> [CHALLENGE]:
Render every line of the material below as a JSON list of strings, one string per line, omitting blank lines and the pictures.

[Dataset items]
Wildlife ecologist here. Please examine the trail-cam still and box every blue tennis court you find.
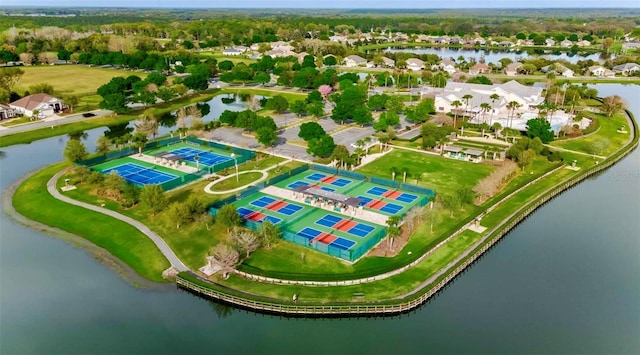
[296,227,322,240]
[331,178,351,187]
[358,196,373,206]
[278,203,302,216]
[349,223,375,238]
[367,186,389,196]
[171,147,232,166]
[287,180,335,192]
[238,207,282,224]
[329,237,356,250]
[307,173,327,181]
[396,192,418,203]
[102,163,178,185]
[250,196,276,208]
[380,203,403,214]
[316,214,342,228]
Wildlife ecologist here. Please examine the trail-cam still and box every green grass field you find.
[16,64,147,99]
[358,149,495,194]
[13,164,170,282]
[551,114,631,156]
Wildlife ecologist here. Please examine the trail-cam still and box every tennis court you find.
[169,147,232,166]
[287,180,336,192]
[102,163,178,185]
[367,186,418,203]
[296,227,356,250]
[249,196,303,216]
[306,173,351,187]
[315,213,376,238]
[238,207,282,224]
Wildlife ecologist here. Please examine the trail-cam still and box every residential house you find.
[0,104,18,121]
[612,63,640,76]
[222,47,244,56]
[588,65,616,78]
[469,63,491,75]
[432,59,458,75]
[264,48,297,58]
[344,54,367,67]
[576,39,591,47]
[435,80,544,116]
[560,39,573,48]
[9,93,64,117]
[504,62,522,76]
[540,63,574,78]
[407,58,424,71]
[382,57,396,68]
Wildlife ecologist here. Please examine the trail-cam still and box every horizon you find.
[3,0,638,10]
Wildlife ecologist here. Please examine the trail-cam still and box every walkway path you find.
[47,170,189,271]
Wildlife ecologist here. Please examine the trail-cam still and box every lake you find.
[384,47,606,64]
[0,85,640,354]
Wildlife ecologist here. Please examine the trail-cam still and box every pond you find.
[384,47,607,64]
[0,85,640,354]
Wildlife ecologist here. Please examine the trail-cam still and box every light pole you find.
[231,153,240,182]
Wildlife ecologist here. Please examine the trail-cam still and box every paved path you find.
[0,110,112,136]
[47,170,189,271]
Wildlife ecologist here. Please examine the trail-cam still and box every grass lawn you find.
[13,164,170,282]
[16,64,147,97]
[551,113,631,156]
[358,149,495,194]
[211,172,262,191]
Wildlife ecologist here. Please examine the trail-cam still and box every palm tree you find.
[462,94,473,120]
[489,93,500,125]
[480,102,491,124]
[402,166,409,184]
[507,101,522,128]
[451,100,462,128]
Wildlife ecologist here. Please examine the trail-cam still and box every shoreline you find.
[3,98,638,316]
[2,169,171,289]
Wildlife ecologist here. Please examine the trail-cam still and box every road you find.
[0,110,113,136]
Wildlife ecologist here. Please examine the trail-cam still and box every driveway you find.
[332,126,374,153]
[0,110,113,136]
[206,127,260,149]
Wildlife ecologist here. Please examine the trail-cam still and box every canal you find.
[0,85,640,354]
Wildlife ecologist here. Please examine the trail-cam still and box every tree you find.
[602,95,624,117]
[266,95,289,113]
[96,136,111,155]
[231,227,260,258]
[0,67,24,92]
[131,132,148,156]
[63,139,89,163]
[290,100,307,117]
[387,215,401,250]
[134,115,158,138]
[517,149,536,171]
[211,243,240,278]
[307,134,336,158]
[330,145,351,167]
[140,184,168,216]
[462,94,473,118]
[256,127,278,147]
[216,204,242,231]
[62,95,80,113]
[298,122,327,142]
[307,101,324,118]
[258,221,282,249]
[100,93,129,113]
[527,117,554,144]
[451,100,462,127]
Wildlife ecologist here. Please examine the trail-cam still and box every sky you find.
[0,0,640,9]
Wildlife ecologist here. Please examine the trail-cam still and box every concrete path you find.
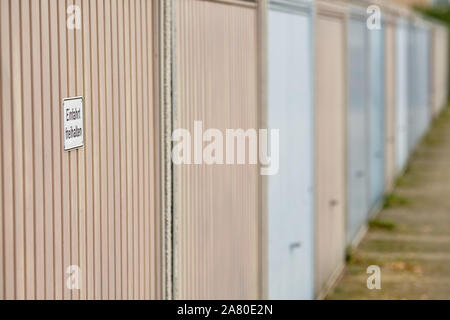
[328,108,450,299]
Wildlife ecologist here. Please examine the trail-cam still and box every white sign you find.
[63,97,84,151]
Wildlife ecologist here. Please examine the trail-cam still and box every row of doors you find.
[268,1,385,299]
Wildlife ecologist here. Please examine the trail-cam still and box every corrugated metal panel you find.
[347,9,370,243]
[0,0,159,299]
[368,20,385,213]
[384,20,396,192]
[174,0,260,299]
[315,2,347,295]
[395,19,408,173]
[408,23,431,153]
[267,3,314,299]
[432,26,448,115]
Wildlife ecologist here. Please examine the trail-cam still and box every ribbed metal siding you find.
[432,26,448,115]
[266,2,314,299]
[368,21,385,213]
[0,0,159,299]
[408,23,431,153]
[384,20,397,192]
[347,10,370,243]
[174,0,260,299]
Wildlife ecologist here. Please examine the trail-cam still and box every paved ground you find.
[328,108,450,299]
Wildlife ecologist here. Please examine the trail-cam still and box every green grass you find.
[369,219,395,231]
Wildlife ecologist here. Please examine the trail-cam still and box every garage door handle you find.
[289,241,302,250]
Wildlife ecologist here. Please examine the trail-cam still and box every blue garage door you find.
[347,14,369,242]
[267,4,314,299]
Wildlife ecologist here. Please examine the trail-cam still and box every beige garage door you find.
[385,20,396,192]
[174,0,259,299]
[315,1,346,294]
[0,0,159,299]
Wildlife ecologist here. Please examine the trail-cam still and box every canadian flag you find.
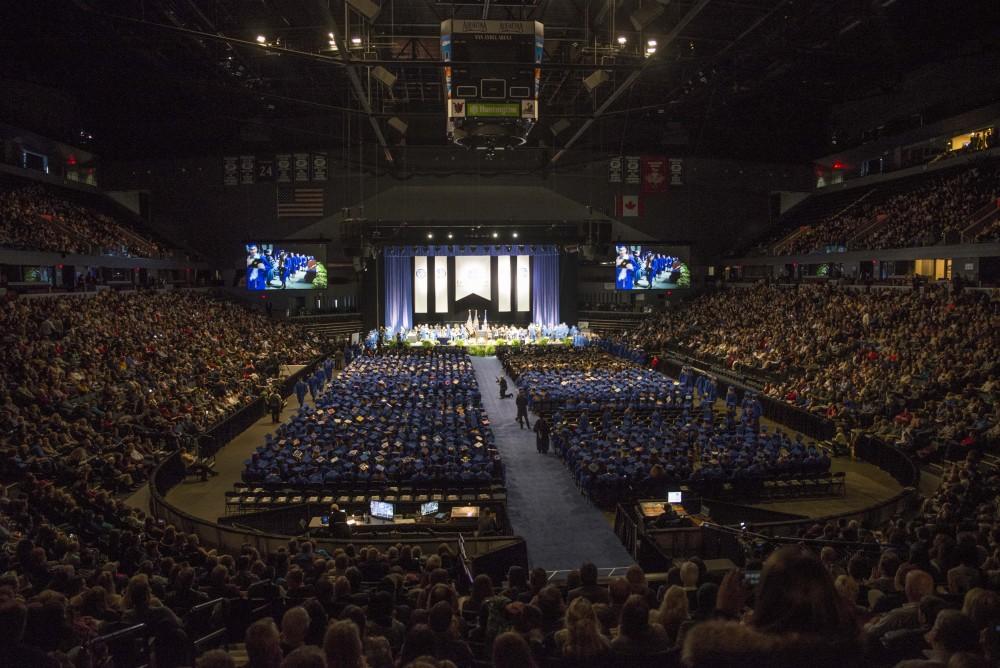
[615,195,642,218]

> [EXERCISE ANSWER]:
[
  "Wildlife ecologist here. Please examine the trail-cam still and box every blue tennis court you find.",
  "[296,227,322,240]",
  "[331,178,351,187]",
  "[358,196,373,206]",
  "[278,203,302,216]",
  "[349,223,375,238]",
  "[367,186,389,196]",
  "[171,147,232,166]",
  "[287,180,335,192]",
  "[238,207,282,224]",
  "[329,237,356,250]",
  "[307,173,327,181]",
  "[396,192,418,203]",
  "[102,163,178,185]",
  "[250,196,276,208]",
  "[380,203,403,214]",
  "[316,214,342,228]",
  "Wildlife ecologist here. Please examine the trail-cam still and box every green grass field you find.",
  "[16,64,147,99]",
  "[358,149,495,194]",
  "[13,164,170,282]",
  "[551,114,631,156]",
  "Wildlife ecologist here. Please examine the trail-cam still and box every tennis court you find.",
  "[169,147,232,166]",
  "[287,180,336,192]",
  "[102,163,178,185]",
  "[367,186,418,203]",
  "[296,227,356,250]",
  "[249,196,303,216]",
  "[306,173,351,187]",
  "[315,213,376,238]",
  "[238,207,282,224]",
  "Wildlife ecologist here. Please examine the trail-cam still and box every residential house you find.",
  "[0,104,18,121]",
  "[612,63,640,76]",
  "[222,47,244,56]",
  "[588,65,616,78]",
  "[469,63,491,75]",
  "[432,59,458,75]",
  "[264,48,297,58]",
  "[344,54,367,67]",
  "[576,39,591,47]",
  "[435,80,544,116]",
  "[560,39,573,48]",
  "[9,93,64,117]",
  "[504,62,522,76]",
  "[540,63,574,78]",
  "[407,58,424,71]",
  "[382,57,396,68]",
  "Wildlife ecologist here. Please examine the trail-cam still and box every horizon you find.",
  "[3,0,638,10]",
  "Wildlife ecologist here. Please examine the trail-cam still and box every walkway path you find.",
  "[47,170,189,271]",
  "Wildlife ecologist here. Please examine the trail-cam still and box every lake you find.",
  "[384,47,606,64]",
  "[0,85,640,354]",
  "Wildlife ecologist here. Please examine the trail-cam still and box every pond you find.",
  "[384,47,607,64]",
  "[0,85,640,354]",
  "Wildlife ecologist here. Please examine the trail-cam still and box every light pole you find.",
  "[231,153,240,182]",
  "Wildlife ecologist here. Please examine the trail-cam still and box every paved path you find.",
  "[0,110,112,136]",
  "[47,170,189,271]",
  "Wildlife ecologist here. Please examine the trail-cam still and box every grass lawn you find.",
  "[13,164,170,282]",
  "[16,64,147,97]",
  "[551,113,631,156]",
  "[358,149,495,194]",
  "[211,172,262,191]",
  "Wildlife ecologist here. Please examine the trail-cam still and box every palm tree you find.",
  "[462,94,473,120]",
  "[489,93,500,125]",
  "[480,102,491,124]",
  "[402,166,409,184]",
  "[507,101,522,128]",
  "[451,100,462,128]",
  "Wildlife ecologist here. Please examine the trail-cam still and box every shoreline you find.",
  "[3,98,638,316]",
  "[2,169,171,289]",
  "Wildlife ecologist here. Please examine the trail-cam still and box every road you find.",
  "[0,110,113,136]",
  "Wildlife ecologist here. Please examine the trail-cam still and box every driveway you find.",
  "[332,126,374,153]",
  "[0,110,113,136]",
  "[206,127,260,149]",
  "Wildlife ecologist here. Please examine the trail-cam still and box every canal you find.",
  "[0,85,640,354]",
  "Wildlife ecologist here. Please examine the trail-cam still and box every tree you find.",
  "[602,95,624,117]",
  "[266,95,289,113]",
  "[96,136,111,155]",
  "[231,227,260,258]",
  "[0,67,24,92]",
  "[131,132,148,156]",
  "[63,139,89,163]",
  "[290,100,307,117]",
  "[387,215,401,250]",
  "[134,115,158,138]",
  "[517,149,536,171]",
  "[211,243,240,278]",
  "[307,134,336,158]",
  "[330,145,351,167]",
  "[140,184,168,216]",
  "[462,94,473,118]",
  "[256,127,278,147]",
  "[216,204,242,231]",
  "[62,95,80,113]",
  "[298,122,327,142]",
  "[307,101,324,118]",
  "[258,221,282,249]",
  "[100,93,129,113]",
  "[527,117,554,144]",
  "[451,100,462,127]",
  "Wildlife ecologist here. Please examine the trail-cam still and box every sky you find.",
  "[0,0,640,9]",
  "Wildlife ecologist here. Please examine the trail-cam still and box every concrete path you find.",
  "[328,108,450,299]",
  "Wildlife ecologist here. Please examine the trail-cam still and box every white sign you find.",
  "[63,97,84,151]",
  "Wildlife ecologist here. Please examine the trail-cam still and box every row of doors you find.",
  "[268,1,385,299]",
  "Wildlife ecologist here. Please examine the trail-cam still and box every corrugated metal panel you find.",
  "[347,9,370,243]",
  "[0,0,159,299]",
  "[368,20,385,213]",
  "[384,20,396,192]",
  "[174,0,260,299]",
  "[315,2,347,295]",
  "[395,19,408,173]",
  "[408,23,431,153]",
  "[267,3,314,299]",
  "[432,26,448,115]",
  "Wildlife ecologist here. Please examine the trail-cam still and box every ribbed metal siding you find.",
  "[432,26,448,115]",
  "[266,2,314,299]",
  "[368,21,385,213]",
  "[0,0,159,299]",
  "[408,23,431,153]",
  "[384,20,397,192]",
  "[347,10,370,243]",
  "[174,0,260,299]",
  "Wildlife ecologist here. Please examine the trail-cam still and box every paved ground you find.",
  "[328,108,450,299]",
  "Wildlife ecologist here. Please examine the trail-cam still and box every green grass you find.",
  "[369,219,395,231]",
  "Wildlife ecologist here. Please examine the trail-cam still and box every garage door handle you find.",
  "[289,241,302,250]",
  "Wildlife ecologist here. Please examine the trail-cam still and box every blue garage door you find.",
  "[347,14,369,242]",
  "[267,4,314,299]",
  "Wildlife ecologist here. Please examine the trail-cam still and box every beige garage door you find.",
  "[385,20,396,192]",
  "[174,0,259,299]",
  "[315,1,346,294]",
  "[0,0,159,299]",
  "Wildlife ecologist here. Please examine the trail-cam still and box every canadian flag you find.",
  "[615,195,642,218]"
]